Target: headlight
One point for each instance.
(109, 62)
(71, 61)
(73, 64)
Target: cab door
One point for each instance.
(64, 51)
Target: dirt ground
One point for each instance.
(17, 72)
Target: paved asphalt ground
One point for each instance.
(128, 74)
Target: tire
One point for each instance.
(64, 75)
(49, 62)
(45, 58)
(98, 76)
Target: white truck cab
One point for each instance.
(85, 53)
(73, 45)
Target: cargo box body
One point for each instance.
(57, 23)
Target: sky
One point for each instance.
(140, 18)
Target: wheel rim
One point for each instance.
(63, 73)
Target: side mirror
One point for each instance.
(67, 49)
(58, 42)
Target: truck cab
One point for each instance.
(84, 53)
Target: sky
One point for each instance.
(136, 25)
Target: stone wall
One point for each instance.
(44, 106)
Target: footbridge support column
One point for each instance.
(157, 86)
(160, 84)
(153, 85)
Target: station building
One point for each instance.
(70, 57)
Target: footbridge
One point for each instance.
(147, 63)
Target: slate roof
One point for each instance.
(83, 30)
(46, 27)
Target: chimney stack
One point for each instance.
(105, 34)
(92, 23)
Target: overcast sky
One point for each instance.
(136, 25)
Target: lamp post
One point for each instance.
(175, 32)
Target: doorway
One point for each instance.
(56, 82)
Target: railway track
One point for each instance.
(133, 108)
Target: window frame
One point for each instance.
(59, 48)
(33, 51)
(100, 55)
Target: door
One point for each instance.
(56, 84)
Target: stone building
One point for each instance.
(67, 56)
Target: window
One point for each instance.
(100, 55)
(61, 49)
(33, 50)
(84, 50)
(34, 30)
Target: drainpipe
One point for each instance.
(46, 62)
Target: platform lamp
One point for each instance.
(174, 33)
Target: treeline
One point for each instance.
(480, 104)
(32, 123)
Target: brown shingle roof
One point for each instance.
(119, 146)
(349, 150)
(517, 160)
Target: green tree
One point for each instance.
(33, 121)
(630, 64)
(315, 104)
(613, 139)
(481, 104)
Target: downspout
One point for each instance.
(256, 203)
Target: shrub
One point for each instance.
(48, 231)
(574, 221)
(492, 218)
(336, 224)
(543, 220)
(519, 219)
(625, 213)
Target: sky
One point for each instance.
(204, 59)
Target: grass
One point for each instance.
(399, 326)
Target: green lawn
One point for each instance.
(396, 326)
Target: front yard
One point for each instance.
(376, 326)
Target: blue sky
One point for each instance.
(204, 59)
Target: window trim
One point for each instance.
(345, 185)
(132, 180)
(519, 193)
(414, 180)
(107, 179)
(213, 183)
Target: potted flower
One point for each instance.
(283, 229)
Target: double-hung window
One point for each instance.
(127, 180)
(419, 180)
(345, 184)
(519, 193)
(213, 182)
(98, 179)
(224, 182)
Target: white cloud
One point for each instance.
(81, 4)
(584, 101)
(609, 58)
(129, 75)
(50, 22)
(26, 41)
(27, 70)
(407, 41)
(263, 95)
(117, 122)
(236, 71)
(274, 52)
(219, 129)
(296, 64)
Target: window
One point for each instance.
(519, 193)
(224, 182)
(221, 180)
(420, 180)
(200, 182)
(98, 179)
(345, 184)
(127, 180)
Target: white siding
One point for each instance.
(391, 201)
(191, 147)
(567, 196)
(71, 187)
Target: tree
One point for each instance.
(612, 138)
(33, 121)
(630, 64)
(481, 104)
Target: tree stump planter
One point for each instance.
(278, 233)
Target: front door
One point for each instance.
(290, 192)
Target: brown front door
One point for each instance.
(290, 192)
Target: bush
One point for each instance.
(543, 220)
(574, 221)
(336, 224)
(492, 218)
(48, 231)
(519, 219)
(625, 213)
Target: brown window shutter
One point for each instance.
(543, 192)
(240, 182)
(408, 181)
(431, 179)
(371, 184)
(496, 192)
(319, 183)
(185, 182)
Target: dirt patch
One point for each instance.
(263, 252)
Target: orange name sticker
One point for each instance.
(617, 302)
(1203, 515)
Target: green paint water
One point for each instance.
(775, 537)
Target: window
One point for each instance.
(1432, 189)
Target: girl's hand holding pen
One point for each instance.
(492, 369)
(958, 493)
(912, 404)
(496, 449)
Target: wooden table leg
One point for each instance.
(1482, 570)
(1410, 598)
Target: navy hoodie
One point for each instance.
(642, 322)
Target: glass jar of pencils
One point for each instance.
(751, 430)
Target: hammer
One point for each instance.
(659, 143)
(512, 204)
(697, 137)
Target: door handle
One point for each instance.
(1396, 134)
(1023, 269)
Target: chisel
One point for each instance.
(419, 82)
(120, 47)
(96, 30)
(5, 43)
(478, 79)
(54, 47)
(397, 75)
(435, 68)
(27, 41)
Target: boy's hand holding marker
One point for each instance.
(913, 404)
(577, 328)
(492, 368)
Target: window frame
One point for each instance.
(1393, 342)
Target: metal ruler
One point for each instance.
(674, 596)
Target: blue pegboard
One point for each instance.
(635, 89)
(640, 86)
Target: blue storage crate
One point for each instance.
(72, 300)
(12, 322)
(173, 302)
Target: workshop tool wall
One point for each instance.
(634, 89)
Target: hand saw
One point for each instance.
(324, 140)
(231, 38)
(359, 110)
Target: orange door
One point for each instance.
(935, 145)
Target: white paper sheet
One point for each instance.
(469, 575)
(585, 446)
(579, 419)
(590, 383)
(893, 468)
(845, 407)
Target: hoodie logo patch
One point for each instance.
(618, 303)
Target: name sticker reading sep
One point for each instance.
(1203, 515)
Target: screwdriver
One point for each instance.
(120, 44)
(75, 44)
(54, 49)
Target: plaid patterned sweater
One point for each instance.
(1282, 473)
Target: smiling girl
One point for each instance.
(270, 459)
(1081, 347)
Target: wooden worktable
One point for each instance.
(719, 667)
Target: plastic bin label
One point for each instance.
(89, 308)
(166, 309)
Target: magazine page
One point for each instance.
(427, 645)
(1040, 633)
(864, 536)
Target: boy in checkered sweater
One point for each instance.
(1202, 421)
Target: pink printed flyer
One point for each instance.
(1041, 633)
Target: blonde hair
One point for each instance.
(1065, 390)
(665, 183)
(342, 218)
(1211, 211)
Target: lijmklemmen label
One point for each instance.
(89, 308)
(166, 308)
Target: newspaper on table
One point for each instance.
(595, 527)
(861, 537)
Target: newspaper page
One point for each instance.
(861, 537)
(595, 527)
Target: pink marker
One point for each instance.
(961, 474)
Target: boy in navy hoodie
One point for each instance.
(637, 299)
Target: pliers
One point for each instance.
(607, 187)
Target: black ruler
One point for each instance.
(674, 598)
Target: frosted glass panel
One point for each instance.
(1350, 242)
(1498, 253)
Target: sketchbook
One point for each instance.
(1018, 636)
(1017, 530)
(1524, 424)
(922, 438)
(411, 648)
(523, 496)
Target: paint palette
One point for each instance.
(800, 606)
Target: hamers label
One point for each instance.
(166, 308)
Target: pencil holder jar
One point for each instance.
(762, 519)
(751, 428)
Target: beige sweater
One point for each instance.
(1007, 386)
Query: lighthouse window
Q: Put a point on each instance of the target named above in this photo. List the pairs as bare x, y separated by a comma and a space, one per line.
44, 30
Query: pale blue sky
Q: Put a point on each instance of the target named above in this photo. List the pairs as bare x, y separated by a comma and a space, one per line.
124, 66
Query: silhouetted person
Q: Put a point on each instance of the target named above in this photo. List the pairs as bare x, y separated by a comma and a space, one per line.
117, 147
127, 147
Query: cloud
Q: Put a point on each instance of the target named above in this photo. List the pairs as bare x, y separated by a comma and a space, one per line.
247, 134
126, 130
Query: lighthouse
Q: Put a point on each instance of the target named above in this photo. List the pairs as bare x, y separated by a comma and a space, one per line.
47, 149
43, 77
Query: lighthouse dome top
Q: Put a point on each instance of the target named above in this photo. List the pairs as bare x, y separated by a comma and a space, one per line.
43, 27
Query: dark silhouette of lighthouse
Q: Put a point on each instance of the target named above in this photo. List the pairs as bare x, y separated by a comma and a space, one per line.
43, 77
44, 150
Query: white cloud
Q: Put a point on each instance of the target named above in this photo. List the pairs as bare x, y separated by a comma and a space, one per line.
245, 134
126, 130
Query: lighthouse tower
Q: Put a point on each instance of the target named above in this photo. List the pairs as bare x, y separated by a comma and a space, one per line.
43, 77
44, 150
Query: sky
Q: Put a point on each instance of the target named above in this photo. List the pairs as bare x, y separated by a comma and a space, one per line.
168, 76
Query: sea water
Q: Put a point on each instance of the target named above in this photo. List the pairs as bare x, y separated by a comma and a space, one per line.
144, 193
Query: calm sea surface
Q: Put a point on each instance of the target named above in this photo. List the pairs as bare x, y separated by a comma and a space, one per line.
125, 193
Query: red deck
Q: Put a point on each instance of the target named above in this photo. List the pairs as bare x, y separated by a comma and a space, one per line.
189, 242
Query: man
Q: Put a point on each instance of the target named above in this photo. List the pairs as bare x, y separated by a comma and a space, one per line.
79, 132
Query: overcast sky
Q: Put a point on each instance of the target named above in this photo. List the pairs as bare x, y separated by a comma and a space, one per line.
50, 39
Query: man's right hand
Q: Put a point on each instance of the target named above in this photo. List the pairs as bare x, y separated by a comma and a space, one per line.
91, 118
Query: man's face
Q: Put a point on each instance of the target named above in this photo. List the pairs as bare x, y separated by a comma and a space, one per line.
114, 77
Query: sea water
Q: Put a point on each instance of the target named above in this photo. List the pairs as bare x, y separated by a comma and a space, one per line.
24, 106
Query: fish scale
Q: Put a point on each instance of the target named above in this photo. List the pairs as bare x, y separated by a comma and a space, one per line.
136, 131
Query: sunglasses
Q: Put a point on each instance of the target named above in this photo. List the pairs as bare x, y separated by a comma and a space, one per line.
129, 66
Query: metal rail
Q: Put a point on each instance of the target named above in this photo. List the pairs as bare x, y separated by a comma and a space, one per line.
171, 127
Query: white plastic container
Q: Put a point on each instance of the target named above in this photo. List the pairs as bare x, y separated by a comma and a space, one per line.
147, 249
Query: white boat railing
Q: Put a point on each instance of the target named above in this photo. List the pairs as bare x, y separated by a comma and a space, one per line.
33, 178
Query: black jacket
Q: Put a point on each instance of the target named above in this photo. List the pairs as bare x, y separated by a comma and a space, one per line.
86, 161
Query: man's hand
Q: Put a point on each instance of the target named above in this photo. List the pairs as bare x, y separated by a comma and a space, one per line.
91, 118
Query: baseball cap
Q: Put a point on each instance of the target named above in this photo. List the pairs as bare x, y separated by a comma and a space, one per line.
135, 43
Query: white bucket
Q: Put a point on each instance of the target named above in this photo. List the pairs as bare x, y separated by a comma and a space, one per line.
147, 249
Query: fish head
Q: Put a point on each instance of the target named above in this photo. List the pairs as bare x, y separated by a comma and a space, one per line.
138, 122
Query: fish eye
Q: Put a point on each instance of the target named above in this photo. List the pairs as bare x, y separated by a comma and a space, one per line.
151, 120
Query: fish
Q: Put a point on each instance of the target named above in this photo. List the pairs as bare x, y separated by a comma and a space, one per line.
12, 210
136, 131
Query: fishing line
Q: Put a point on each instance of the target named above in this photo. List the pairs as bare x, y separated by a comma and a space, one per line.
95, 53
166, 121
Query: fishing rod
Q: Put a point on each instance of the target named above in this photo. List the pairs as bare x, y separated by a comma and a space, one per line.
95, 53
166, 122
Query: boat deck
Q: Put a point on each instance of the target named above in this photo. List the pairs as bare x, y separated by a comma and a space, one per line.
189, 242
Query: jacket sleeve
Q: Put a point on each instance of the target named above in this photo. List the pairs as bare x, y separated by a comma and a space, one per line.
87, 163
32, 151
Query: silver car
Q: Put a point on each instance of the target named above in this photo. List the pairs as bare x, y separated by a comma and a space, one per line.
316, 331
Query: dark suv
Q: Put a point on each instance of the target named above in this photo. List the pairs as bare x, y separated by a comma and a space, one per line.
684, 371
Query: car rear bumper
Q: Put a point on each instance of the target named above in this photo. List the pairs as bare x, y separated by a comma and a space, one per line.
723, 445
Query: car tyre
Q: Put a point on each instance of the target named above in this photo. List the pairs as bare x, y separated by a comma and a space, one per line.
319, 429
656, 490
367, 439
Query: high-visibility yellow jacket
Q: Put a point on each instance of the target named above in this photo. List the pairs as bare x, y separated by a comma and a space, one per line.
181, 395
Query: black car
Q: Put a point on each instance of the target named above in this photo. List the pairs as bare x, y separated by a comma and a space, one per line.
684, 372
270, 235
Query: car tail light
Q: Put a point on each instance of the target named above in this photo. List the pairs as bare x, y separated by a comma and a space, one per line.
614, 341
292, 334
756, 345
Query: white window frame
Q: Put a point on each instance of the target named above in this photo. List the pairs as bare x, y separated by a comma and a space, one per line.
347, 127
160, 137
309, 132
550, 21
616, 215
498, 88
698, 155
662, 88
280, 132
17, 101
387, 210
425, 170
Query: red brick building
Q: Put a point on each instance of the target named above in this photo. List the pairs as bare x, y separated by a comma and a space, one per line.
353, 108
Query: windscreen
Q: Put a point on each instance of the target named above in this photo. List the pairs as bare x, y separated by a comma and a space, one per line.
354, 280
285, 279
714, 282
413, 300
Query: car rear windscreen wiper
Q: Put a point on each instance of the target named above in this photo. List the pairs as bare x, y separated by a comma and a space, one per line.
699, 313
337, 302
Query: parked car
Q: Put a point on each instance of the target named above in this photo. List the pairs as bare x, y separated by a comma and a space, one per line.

> TASK ITEM:
The lines above from the one containing "Target: brown shingle roof" through the one containing "Target: grass" are to be set down exactly, and no others.

> ANSWER SECTION:
Target: brown shingle roof
One point for each instance.
(119, 146)
(349, 150)
(517, 160)
Target: green tree
One point for each instance.
(33, 121)
(630, 64)
(315, 104)
(613, 139)
(481, 104)
Target: downspout
One point for each instance.
(256, 203)
Target: shrub
One point for each instance.
(48, 231)
(574, 221)
(492, 218)
(336, 224)
(543, 220)
(519, 219)
(625, 213)
Target: sky
One point for each instance.
(204, 59)
Target: grass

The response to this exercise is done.